[Records from an annotation dataset]
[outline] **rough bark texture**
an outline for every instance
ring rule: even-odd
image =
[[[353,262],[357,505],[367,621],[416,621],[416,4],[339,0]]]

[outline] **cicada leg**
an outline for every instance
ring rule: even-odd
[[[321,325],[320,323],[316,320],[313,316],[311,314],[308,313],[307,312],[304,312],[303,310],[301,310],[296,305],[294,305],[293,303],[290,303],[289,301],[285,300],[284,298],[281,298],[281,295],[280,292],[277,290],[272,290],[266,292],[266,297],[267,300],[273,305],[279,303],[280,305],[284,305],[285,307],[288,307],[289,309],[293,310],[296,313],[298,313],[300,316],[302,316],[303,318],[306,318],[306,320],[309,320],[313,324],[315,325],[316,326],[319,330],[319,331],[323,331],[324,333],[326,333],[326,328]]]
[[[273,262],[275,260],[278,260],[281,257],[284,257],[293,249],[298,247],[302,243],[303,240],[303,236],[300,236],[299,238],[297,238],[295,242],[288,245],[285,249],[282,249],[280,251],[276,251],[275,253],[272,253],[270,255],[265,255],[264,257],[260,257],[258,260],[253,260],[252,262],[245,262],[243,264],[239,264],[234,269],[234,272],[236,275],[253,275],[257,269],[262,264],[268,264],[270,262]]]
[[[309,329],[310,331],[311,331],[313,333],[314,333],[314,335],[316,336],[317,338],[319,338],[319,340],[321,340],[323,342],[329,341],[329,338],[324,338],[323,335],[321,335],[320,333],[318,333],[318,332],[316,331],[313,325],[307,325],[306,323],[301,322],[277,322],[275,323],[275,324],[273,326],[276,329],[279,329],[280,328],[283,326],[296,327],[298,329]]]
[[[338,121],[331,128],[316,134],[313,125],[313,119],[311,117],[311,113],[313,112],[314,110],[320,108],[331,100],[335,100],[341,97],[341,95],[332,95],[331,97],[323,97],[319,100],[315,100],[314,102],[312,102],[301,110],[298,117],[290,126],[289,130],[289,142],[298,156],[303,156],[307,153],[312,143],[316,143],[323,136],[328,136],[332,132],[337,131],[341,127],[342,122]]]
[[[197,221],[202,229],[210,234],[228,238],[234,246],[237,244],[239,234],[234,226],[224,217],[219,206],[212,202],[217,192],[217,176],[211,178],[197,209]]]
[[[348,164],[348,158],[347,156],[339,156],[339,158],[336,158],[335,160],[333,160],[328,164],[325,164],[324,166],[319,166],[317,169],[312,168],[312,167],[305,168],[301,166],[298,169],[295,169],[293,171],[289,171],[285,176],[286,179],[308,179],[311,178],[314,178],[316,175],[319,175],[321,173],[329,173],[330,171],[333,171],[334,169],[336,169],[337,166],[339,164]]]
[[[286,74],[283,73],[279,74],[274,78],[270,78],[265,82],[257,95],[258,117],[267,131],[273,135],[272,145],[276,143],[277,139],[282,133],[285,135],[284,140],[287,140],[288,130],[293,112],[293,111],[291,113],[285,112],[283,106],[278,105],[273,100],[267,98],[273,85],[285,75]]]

(TASK) Pull out the lines of the material above word for word, starting at its first line and ending with the line that contains "[[[353,262],[357,505],[367,621],[416,621],[416,4],[339,0]]]", both included.

(EXERCISE ANSWER)
[outline] **rough bark texture**
an outline for every instance
ring rule: even-odd
image =
[[[353,262],[357,505],[367,621],[416,621],[416,4],[339,0]]]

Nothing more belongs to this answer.